> [The exercise]:
Turn the items below into a numbered list with one line per entry, skipping any blank lines. Leave the pictures out of the list.

> [Material for the task]:
━━━━━━━━━━
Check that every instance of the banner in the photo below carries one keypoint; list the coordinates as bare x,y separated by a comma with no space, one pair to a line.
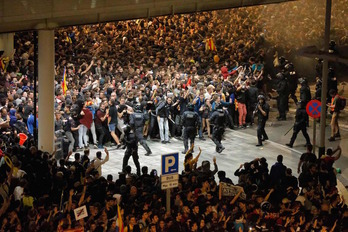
80,212
230,190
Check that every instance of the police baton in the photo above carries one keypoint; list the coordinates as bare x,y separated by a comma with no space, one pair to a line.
288,130
171,120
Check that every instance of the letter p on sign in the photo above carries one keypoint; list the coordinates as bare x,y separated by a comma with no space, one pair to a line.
170,163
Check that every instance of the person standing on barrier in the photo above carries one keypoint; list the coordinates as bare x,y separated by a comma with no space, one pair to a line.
67,122
137,121
190,122
301,121
262,111
131,149
218,119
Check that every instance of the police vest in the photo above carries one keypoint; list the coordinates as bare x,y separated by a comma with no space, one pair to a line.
220,120
191,119
138,119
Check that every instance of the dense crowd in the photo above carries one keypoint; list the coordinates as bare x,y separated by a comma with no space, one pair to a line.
159,67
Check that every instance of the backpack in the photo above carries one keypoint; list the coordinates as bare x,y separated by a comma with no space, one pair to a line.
342,103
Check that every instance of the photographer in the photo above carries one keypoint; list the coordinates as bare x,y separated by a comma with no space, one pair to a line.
262,111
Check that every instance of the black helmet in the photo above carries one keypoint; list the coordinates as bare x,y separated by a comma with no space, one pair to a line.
218,106
289,66
303,81
280,76
190,107
302,104
138,107
261,97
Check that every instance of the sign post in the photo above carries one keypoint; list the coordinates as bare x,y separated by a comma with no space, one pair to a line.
313,109
169,174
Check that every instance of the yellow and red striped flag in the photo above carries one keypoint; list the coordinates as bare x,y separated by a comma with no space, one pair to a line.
64,85
209,45
119,219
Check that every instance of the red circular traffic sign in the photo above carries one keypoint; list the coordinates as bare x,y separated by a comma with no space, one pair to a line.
314,108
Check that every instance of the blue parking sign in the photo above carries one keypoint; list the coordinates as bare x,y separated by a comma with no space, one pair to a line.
170,163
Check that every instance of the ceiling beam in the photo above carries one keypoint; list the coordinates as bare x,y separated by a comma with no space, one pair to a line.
27,14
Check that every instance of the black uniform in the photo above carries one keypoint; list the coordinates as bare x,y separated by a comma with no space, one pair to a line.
218,119
305,93
261,120
252,94
283,97
301,121
137,121
292,79
131,150
190,122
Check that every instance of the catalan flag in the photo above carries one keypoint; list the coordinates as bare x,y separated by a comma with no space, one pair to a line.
209,45
119,219
64,85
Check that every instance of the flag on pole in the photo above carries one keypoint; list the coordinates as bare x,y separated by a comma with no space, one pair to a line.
64,85
119,219
209,45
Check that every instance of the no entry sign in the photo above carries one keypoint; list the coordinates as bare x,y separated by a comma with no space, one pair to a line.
314,108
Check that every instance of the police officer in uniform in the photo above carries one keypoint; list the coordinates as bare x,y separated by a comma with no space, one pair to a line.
137,121
190,122
218,119
292,80
262,112
301,120
131,149
305,92
283,96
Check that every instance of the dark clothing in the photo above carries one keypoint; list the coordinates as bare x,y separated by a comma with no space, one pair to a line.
277,174
283,97
305,94
292,83
137,121
162,109
218,119
113,115
131,150
190,121
100,126
261,133
252,94
301,120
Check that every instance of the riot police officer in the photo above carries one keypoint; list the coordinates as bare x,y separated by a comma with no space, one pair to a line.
131,149
262,112
301,120
305,92
137,121
190,122
292,80
218,119
283,96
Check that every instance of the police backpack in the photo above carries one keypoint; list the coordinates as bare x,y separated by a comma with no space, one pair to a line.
342,102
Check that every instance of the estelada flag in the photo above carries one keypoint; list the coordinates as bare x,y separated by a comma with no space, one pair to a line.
209,45
64,85
119,219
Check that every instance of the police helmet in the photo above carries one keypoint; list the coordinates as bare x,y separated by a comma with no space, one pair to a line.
289,66
138,107
303,81
190,107
218,106
302,104
280,76
261,97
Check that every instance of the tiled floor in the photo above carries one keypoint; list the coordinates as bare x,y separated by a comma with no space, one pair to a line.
240,148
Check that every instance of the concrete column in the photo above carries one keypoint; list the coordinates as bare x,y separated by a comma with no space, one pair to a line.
46,90
6,43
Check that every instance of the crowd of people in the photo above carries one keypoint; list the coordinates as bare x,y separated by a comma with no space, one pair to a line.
160,78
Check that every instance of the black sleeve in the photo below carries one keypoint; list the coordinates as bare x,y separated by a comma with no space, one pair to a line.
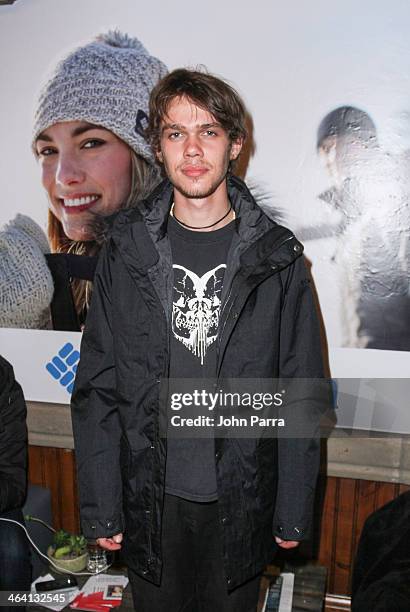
305,402
13,440
94,410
━━━━━━━━━━
> [Task response]:
1. Check that every instance of the banner in the photo below carries one keypoint; list the coordinates as bare x,y separated by a comma with no space, one pair to a line.
2. 80,212
3. 230,190
4. Check that every instance of the police baton in the photo above carries one keypoint; list the coordinates as bare x,y separated by a comma with no space, one pair to a line.
5. 288,130
6. 171,120
7. Check that every instance of the letter p on sign in the photo above carries one keypoint; list the coordinates as bare x,y separated by a comma with no space, one pair to a line.
8. 170,163
9. Check that every instance of the person standing on barrier in the photo above carries one keypoint; list the coordinates as bare x,y separated by a comma with no space, one pair to a line.
10. 67,122
11. 137,121
12. 190,122
13. 301,121
14. 262,111
15. 131,149
16. 218,119
17. Check that every instance of the police vest in the photo above carries one keypoint; list the coordinates as bare x,y separated by a comma with no space, one pair to a line.
18. 220,120
19. 191,119
20. 138,119
21. Check that every instance of the dense crowd in the photo above carries one keypoint; list the coordinates as bare x,y separated by a comma with no space, one pair to a line.
22. 159,67
23. Check that every instance of the backpack in the photo above carries one keypoint; list the coordinates as bare x,y separated by a comma with no space, one pair to a line.
24. 342,103
25. Check that every instance of the photographer in the photo above carries one keypoint; list the coordinates as bare x,y separated by a comma with no space, one pair to a line.
26. 262,111
27. Check that every instance of the black helmet in the photo above carries one keypoint; list the coordinates as bare x,y separated by a comma with no space, one pair to a line.
28. 218,106
29. 289,66
30. 303,81
31. 280,76
32. 190,107
33. 302,104
34. 138,107
35. 261,97
36. Check that every instance of the sign post in the photo above carries one keypoint; list the coordinates as bare x,y separated by a comma with no space, one pair to a line.
37. 313,109
38. 169,174
39. Check that every instance of the yellow and red striped flag in the photo above carries one keypoint; list the coordinates as bare x,y separated by a comma with no space, one pair to a line.
40. 64,85
41. 209,45
42. 119,219
43. Check that every instance of the red circular traffic sign in the photo above carries one keypoint; list the coordinates as bare x,y separated by a comma with no space, one pair to a line.
44. 314,108
45. Check that every instance of the blue parking sign in the photo above carries one keypoint; list the coordinates as bare x,y separated by a comma with no space, one pair to a line.
46. 170,163
47. Check that every instance of the ceiling beam in the photo above carries one keypoint; list the coordinates as bare x,y separated by a comma with no space, one pair to a line.
48. 27,14
49. Check that every instance of the black uniform in the photo above carries one keypoint; list the coordinates as bare x,y separated by a comma with no space, one pair to a line.
50. 218,119
51. 305,93
52. 261,120
53. 252,94
54. 283,97
55. 301,121
56. 137,121
57. 292,79
58. 131,150
59. 190,122
60. Check that every instance of the catalan flag in the photo above carries one keypoint; list the coordinates as bare x,y separated by a comma with no space, one pair to a line.
61. 209,45
62. 119,219
63. 64,85
64. Check that every instance of the flag on pole in the photo above carries one keypoint; list the coordinates as bare x,y separated by a comma with no space, one pair to a line.
65. 64,85
66. 119,219
67. 209,45
68. Check that every instance of the no entry sign in the photo above carries one keypoint; list the coordinates as bare x,y separated by a comma with no space, one pair to a line.
69. 314,108
70. Check that every instance of the police officer in uniform in the photo above carries one keypoint; list the coordinates as bare x,y separated by a comma with no space, one pair to a line.
71. 137,121
72. 190,122
73. 218,119
74. 292,80
75. 262,112
76. 301,120
77. 131,149
78. 305,92
79. 283,96
80. Check that every instance of the dark clothing in the photo above carries one keypoint; list the coordinates as bare x,y separated by a comma with no space, one pair to a line.
81. 277,174
82. 283,97
83. 305,94
84. 292,83
85. 137,121
86. 162,109
87. 218,119
88. 113,115
89. 131,150
90. 190,121
91. 100,126
92. 261,133
93. 252,94
94. 301,120
95. Check that every instance of the riot police officer in the photo above carries one keypoint; list the coordinates as bare x,y separated by a comma with no space, one pair to a line.
96. 131,149
97. 262,112
98. 301,120
99. 305,92
100. 137,121
101. 190,122
102. 292,80
103. 218,119
104. 283,96
105. Check that every instance of the police backpack in the photo above carries one keypoint; list the coordinates as bare x,y separated by a comma with no space, one pair to a line.
106. 342,102
107. Check that every instance of the estelada flag in the photo above carries one keypoint; list the coordinates as bare x,y separated by a comma with no space, one pair to a line.
108. 209,45
109. 64,85
110. 119,219
111. Check that every instance of the police helmet in the photo above carries one keypoint; list the coordinates as bare x,y separated by a comma with no space, one pair to a line.
112. 289,66
113. 138,107
114. 303,81
115. 190,107
116. 218,106
117. 302,104
118. 280,76
119. 261,97
120. Check that every instance of the tiled floor in the photo above carries one keypoint; list the coordinates as bare x,y separated by a comma with no space, one pair to a line.
121. 240,148
122. Check that every instance of the concrete column in the photo above carries one keypoint; list the coordinates as bare x,y separated by a comma with no space, one pair to a line.
123. 46,90
124. 6,43
125. Check that every instance of the crowd of people in the photo above carries one keypoint; list the coordinates as bare x,y separated by a comma with no space, one pair to a line.
126. 160,78
127. Check that every instance of the black sleeve in the photo below carries one keypoint; list the coordinates as bare x,y separated by a comma with no space, one pair to a line.
128. 305,402
129. 13,440
130. 94,410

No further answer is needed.